Text block: Begin

He also struggled to produce enough blood to replace the blood that was constantly being taken for the testing his care required, necessitating several transfusions.
In addition, Aiden suffered from necrotizing enterocolitis, a serious condition affecting the large intestine, and tracheomalacia, a condition in which the cartilage in his windpipe was underdeveloped and would sometimes block his airway.
CPAP and high-flow oxygen machines helped him breathe. After he turned six months old, Tischler made the difficult choice to get Aiden a tracheostomy and put him on a ventilator after doctors explained to Tischler that this would help his lungs to develop, eventually allowing him to go home.
“I was thinking, if we do this, it will take a couple of weeks and then we can go home. But it wasn’t just a couple weeks. It was a lot of training, making sure they got his numbers right on the home vent, and making sure he was stable enough,” Tischler said.
As she had since his birth, Tischler stayed by Aiden’s side, sleeping at the Ronald McDonald House in Danville. Because the home ventilation program required two primary caregivers to be educated in caring for patients before sending them home, Tischler, a single mother, was joined by her father, Dale Tischler, for two weeks of intensive training.
“Their entire family just rallied around Stacie and Dale, and getting Aiden home was their number one priority. It was awesome to see,” said Claire Laubach, a physician’s assistant in the PICU who coordinates the department’s home ventilation program. “He’s the first grandpa we’ve had as one of the primary caregivers, so it was a first for us, but it was such a joy to be able to see the joy he had in getting to be part of Aiden’s care team. He was integral in getting him home.”
Once home, Aiden was set up with a night nurse, who continues to provide care to this day. The g-tube is the only medical device he still requires, providing him with a nutritional boost for several hours each night, although he has started eating by mouth.
Aiden was recently diagnosed with autism, and his ability to communicate vocally is limited. He attends the CenClear preschool program at Matternville Elementary School.
“That boy is smarter than I could ever imagine. He catches on really quick, and he’s doing wonderful in school. He gets so excited to go,” Tischler said.

Text block: End
Listed records: Begin

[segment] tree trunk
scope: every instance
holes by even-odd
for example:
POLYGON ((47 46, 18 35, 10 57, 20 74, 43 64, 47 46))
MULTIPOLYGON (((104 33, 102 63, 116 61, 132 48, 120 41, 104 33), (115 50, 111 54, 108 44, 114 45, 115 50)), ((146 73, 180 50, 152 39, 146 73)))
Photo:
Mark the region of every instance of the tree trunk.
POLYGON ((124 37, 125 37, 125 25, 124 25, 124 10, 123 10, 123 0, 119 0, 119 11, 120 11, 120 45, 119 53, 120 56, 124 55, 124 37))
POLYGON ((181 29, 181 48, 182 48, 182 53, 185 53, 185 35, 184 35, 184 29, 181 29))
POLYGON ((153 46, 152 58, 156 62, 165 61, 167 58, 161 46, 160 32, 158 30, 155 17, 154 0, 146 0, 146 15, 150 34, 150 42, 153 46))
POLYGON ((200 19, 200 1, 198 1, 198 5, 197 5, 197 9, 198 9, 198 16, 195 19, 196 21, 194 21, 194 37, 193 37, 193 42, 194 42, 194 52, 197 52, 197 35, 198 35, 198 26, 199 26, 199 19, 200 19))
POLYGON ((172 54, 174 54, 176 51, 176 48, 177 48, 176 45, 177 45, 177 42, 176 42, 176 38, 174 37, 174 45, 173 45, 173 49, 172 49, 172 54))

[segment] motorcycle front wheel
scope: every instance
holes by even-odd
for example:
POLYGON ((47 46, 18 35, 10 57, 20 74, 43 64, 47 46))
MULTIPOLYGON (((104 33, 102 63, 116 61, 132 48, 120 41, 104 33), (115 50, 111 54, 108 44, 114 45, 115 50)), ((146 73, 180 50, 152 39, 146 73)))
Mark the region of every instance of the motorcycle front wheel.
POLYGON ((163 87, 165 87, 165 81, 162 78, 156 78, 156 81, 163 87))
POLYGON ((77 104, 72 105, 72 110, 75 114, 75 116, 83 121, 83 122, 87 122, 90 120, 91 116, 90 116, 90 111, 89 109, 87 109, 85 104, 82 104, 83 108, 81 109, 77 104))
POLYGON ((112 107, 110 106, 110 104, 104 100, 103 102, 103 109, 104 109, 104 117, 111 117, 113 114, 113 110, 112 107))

Listed records: End

• _Work request 1_: Repeat the passage from the story about Aiden word for word, starting with "He also struggled" and going on through "necessitating several transfusions.".
• _Work request 2_: Go on with the story about Aiden's care, picking up right after its final sentence.

• _Task result 1_:
He also struggled to produce enough blood to replace the blood that was constantly being taken for the testing his care required, necessitating several transfusions.

• _Task result 2_:
While common childhood illnesses are harder for Aiden to recover from than most kids, “All in all, I think his future is very bright,” said Notz. “He’s made such tremendous progress in his young life. Not every child who is premature to the degree that he was is as successful as Aiden has been.”
As a CMN Miracle Kid, Aiden’s picture can be found on posters in many local stores, and he has been invited to attend special events like Sesame Street Live at the Bryce Jordan Center. Perhaps most exciting for Aiden, he will ride with his “Papa,” Dale, in a fire truck decorated with his posters during some upcoming local fire company parades.
Meanwhile, Tischler stays in touch with the staff of the NICU and the PICU, visiting them whenever Aiden has an appointment with Dr. Notz. Tischler has been using her experiences to help others, including by proofreading materials about home medical equipment, and by providing inspiration to other families.
“Stacie has been a rock star. She’s kind of become a mentor for some of our parents — a physical, actual light at the end of the tunnel,” Laubach said. “I’m so grateful for Aiden and all of the time and energy that Stacie put into this so that she can help other families now that Aiden doesn’t need all that technical support. They’ve been such a blessing to be able to take care of, and now they’re helping take care of other kids.”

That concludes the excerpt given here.